[INSTRUÇÕES DA TAREFA]
Resuma em duas frases o texto para leitura, apoiando cada afirmação no que ele diz.

Entretanto, aqui há outro paradoxo: Van Reybrouck mostra com dados que o neerlandês hoje discute mais política com amigos e família do que antes. Descreve a diferença no cenário político da Europa ocidental do passado e hoje: “Nos anos 1960, um camponês podia ser totalmente apático politicamente e, ao mesmo tempo, ter uma confiança absoluta na política. Essa era a divisa: apatia e confiança. Agora é outra: entusiasmo e desconfiança. Tempos conturbados.”
(Há diferenças, é claro. Na Europa, os partidos governistas viram “vitrine” e muitos preferem ser a “pedra” para garantir a reeleição. Nas penúltimas eleições dos Países Baixos e Irlanda, os governistas perderam 11,5 e 27% dos eleitores no pleito seguinte. “Quem quer se manter no poder na Europa se o preço para governar é impiedosamente alto?” No Brasil, a vidraça pode usar a máquina para perseguir a pedra.)
Van Reybrouck então se dedica a desconstruir as justificativas comuns apresentadas para o cenário atual. O diagnóstico dos populistas de que o sistema não funciona porque os políticos que estão aí não prestam traz como solução a troca dos atores. Van Reybrouck mostra que os populistas querem combater uma doença sistêmica com uma transfusão de sangue; mas a demanda por sangue novo no parlamento desaparece quando eles mesmos ascendem ao poder.

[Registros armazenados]

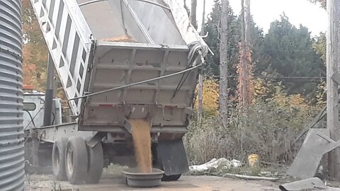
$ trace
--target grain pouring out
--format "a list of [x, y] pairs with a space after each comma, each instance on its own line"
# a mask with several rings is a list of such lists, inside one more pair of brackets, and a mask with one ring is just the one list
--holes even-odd
[[135, 155], [141, 173], [152, 172], [150, 123], [143, 120], [130, 120], [132, 125]]

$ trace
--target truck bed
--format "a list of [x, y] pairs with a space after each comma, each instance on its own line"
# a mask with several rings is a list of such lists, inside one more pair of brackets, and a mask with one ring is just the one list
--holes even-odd
[[[176, 73], [200, 62], [188, 59], [188, 42], [168, 8], [136, 0], [90, 1], [31, 0], [68, 99]], [[114, 131], [127, 118], [185, 129], [198, 75], [195, 69], [69, 105], [81, 130]]]

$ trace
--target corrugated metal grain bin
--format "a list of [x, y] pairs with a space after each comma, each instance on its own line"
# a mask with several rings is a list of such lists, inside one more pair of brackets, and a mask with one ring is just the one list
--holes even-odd
[[0, 1], [0, 190], [23, 190], [21, 1]]

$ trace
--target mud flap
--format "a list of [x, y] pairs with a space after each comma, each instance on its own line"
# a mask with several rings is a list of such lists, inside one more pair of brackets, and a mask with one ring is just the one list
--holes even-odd
[[182, 139], [159, 141], [158, 157], [166, 175], [183, 174], [189, 171]]

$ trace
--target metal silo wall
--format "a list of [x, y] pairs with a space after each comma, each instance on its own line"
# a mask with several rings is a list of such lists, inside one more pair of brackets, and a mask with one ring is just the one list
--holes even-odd
[[23, 190], [21, 0], [0, 0], [0, 190]]

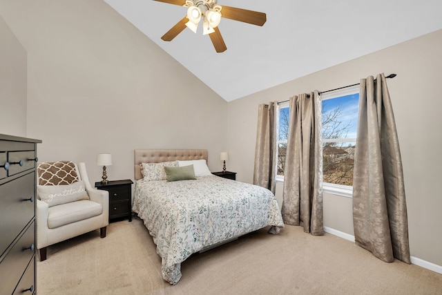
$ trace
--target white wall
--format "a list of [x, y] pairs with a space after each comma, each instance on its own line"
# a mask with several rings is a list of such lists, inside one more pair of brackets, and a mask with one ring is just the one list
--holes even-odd
[[[397, 74], [387, 84], [402, 154], [411, 255], [442, 265], [442, 30], [229, 102], [229, 169], [240, 180], [252, 182], [259, 104], [353, 84], [380, 73]], [[324, 194], [326, 227], [352, 235], [352, 214], [351, 198]]]
[[0, 17], [0, 133], [26, 136], [26, 51]]
[[84, 161], [93, 182], [99, 153], [112, 180], [133, 179], [135, 149], [207, 149], [219, 171], [227, 102], [104, 1], [6, 0], [0, 15], [28, 51], [41, 161]]

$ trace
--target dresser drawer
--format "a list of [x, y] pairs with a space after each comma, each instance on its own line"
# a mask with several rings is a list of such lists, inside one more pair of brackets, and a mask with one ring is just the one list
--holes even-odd
[[26, 272], [21, 277], [13, 295], [32, 294], [35, 289], [35, 256], [28, 265]]
[[129, 189], [131, 187], [127, 185], [106, 188], [106, 190], [109, 192], [109, 202], [128, 200]]
[[[8, 153], [9, 175], [35, 168], [35, 152], [34, 151], [10, 151]], [[20, 163], [21, 166], [20, 166]]]
[[8, 176], [8, 171], [5, 169], [5, 164], [8, 162], [8, 155], [6, 152], [0, 151], [0, 166], [3, 166], [3, 167], [0, 167], [0, 179], [5, 178]]
[[35, 253], [35, 222], [31, 223], [0, 263], [2, 294], [12, 294], [17, 285], [18, 278], [21, 277]]
[[111, 202], [109, 203], [109, 218], [124, 216], [129, 213], [129, 201]]
[[35, 187], [34, 171], [0, 186], [0, 255], [34, 218]]

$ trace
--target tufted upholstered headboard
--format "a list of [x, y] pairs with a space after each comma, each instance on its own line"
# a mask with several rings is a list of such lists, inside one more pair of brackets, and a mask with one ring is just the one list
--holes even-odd
[[204, 159], [207, 161], [206, 149], [135, 149], [134, 150], [135, 179], [143, 178], [140, 168], [140, 163], [160, 163], [180, 160]]

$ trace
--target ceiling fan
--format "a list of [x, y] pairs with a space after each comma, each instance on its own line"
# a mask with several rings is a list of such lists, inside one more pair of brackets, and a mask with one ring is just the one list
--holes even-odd
[[263, 26], [267, 20], [265, 13], [235, 7], [216, 4], [216, 0], [154, 0], [169, 4], [187, 7], [187, 15], [173, 26], [161, 39], [172, 41], [188, 27], [196, 32], [198, 23], [202, 19], [203, 35], [209, 35], [217, 53], [227, 49], [218, 26], [221, 17], [256, 26]]

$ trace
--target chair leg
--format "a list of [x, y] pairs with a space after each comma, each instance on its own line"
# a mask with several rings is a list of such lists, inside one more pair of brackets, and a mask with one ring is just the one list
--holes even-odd
[[44, 261], [46, 260], [46, 247], [44, 247], [40, 249], [40, 261]]
[[99, 229], [100, 238], [106, 238], [106, 227], [102, 227]]

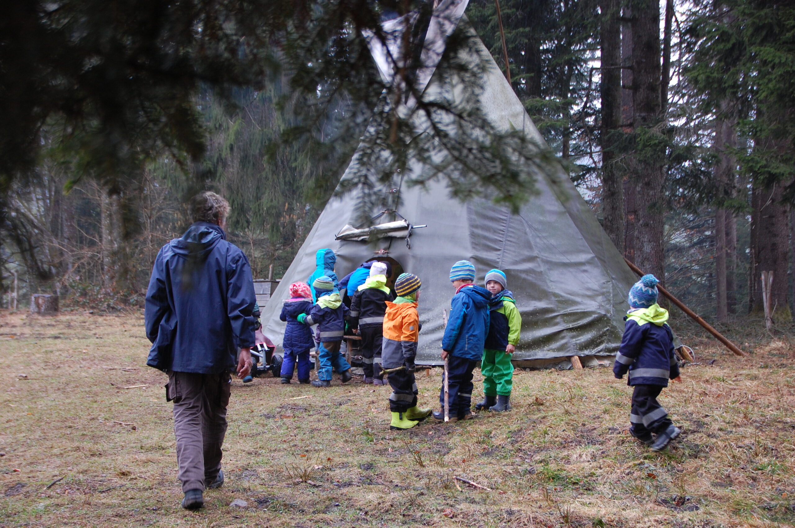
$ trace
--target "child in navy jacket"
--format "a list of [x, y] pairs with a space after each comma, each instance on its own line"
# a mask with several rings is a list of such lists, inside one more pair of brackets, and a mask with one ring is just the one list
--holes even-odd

[RESPOSTA]
Van Reybrouck mostra com dados que o neerlandês hoje discute mais política com amigos e família do que antes e descreve a passagem de um cenário de apatia e confiança para outro de entusiasmo e desconfiança. Van Reybrouck também desconstrói o diagnóstico populista de que o sistema não funciona porque os políticos atuais não prestam, mostrando que a demanda por sangue novo no parlamento desaparece quando os próprios populistas chegam ao poder.